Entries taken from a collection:
■ ■ ■ ■ ■ ■ ■

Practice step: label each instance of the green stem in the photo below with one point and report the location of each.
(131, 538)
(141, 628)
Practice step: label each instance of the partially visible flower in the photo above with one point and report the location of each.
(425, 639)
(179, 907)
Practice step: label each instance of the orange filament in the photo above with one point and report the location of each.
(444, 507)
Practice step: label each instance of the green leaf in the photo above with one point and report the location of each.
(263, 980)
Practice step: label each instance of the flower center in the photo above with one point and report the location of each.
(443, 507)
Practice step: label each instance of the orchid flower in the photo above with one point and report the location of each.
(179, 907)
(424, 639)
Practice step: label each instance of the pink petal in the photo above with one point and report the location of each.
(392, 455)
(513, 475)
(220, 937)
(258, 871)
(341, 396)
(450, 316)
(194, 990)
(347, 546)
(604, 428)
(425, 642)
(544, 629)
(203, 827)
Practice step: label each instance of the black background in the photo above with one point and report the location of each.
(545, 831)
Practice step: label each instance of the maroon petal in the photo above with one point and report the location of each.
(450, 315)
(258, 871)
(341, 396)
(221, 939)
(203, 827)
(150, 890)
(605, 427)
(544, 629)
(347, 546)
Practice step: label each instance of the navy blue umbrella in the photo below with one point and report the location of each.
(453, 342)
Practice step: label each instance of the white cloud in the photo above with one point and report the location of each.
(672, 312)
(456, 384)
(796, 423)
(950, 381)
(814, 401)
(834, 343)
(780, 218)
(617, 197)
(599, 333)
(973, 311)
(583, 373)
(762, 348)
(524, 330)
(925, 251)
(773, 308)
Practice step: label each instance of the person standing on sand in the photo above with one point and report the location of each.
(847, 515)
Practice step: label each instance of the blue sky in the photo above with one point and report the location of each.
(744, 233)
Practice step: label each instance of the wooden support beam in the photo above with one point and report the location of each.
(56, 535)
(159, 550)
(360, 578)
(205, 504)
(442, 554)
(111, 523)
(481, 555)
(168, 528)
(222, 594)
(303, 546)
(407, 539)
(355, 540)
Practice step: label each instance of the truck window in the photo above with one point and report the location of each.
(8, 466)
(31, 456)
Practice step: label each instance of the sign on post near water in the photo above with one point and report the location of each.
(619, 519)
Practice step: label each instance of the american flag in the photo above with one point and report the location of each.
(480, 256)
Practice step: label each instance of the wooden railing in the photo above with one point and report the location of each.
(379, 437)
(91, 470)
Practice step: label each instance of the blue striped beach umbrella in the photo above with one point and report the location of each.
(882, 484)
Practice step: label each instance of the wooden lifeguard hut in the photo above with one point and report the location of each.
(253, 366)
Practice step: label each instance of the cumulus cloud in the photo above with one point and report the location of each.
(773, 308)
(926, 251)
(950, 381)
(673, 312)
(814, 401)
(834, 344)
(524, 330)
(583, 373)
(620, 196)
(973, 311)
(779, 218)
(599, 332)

■ ■ ■ ■ ■ ■ ■

- _DIRECTION_
Rewrite all of the records above with "Practice step" swapped for "Exercise" and nothing else altered.

- _CORRECT ANSWER_
Exercise: label each instance of the green stem in the photo below with one point and report the location of each.
(131, 538)
(141, 628)
Exercise: label each instance of the partially visible flower in the photo above with one point and report the location of each.
(425, 639)
(179, 907)
Exercise: label each instance of the orange filament in the photo above with one point and report the location of each.
(444, 507)
Exercise: label each instance of the green leaf in the photo above with one point and report the location of each.
(263, 980)
Exercise: label each instance of the flower center in the photo above with one point and report the location of each.
(443, 507)
Exercise: label each instance of the orchid flower in the photo above with one point and report the location of each.
(179, 907)
(424, 639)
Exercise: label each instance of the pink petal in the photo above with one point and report the location of each.
(392, 455)
(513, 475)
(220, 937)
(258, 871)
(341, 396)
(450, 316)
(194, 990)
(347, 546)
(604, 428)
(425, 642)
(544, 629)
(203, 827)
Exercise: label each instance of the black background in the photo above with one point and report the location of each.
(545, 831)
Exercise: label each instance of the maroon petal in the photo above with one point and report the location of each.
(450, 315)
(258, 871)
(341, 396)
(221, 939)
(203, 827)
(150, 890)
(605, 427)
(544, 629)
(347, 546)
Exercise: label each instance of the navy blue umbrella in the photo below with one point and report the location of each.
(453, 342)
Exercise: label each instance of the white cloud in the photo above with one point and report the location of each.
(672, 312)
(456, 384)
(796, 423)
(950, 381)
(814, 401)
(834, 343)
(780, 218)
(617, 197)
(599, 333)
(973, 311)
(583, 373)
(762, 348)
(524, 330)
(925, 251)
(773, 308)
Exercise: label each instance of the person standing on sand in the photo above with one point and report the location of each.
(847, 515)
Exercise: label each instance of the blue sky in the photo above with one point and report the location of each.
(744, 233)
Exercise: label each instance of the wooden support beam in the photo above with one point and report the location of each.
(56, 535)
(159, 550)
(360, 578)
(205, 504)
(442, 554)
(111, 523)
(481, 555)
(168, 528)
(222, 594)
(303, 546)
(407, 539)
(355, 540)
Exercise: label each instance of the truck window in the photo above with one point and report the location of each.
(8, 466)
(31, 456)
Exercise: label each instance of the sign on post near water in the photo above with one point and report the location of each.
(619, 519)
Exercise: label each instance of the american flag in the photo above with one point and report the location of each.
(480, 256)
Exercise: label each instance of the wooden railing in the photo above with one point and report the location of each.
(379, 437)
(91, 470)
Exercise: label each instance of the blue striped beach umbrella in the photo above with one point and report the location of each.
(882, 484)
Exercise: label each instance of the wooden lifeguard hut in the photo above with one point and report the location of each.
(253, 366)
Exercise: label each instance of the cumulus cloud in the photo above with one point and report the location of each.
(773, 308)
(926, 251)
(950, 381)
(673, 312)
(814, 401)
(834, 344)
(524, 330)
(583, 373)
(620, 196)
(973, 311)
(779, 218)
(599, 332)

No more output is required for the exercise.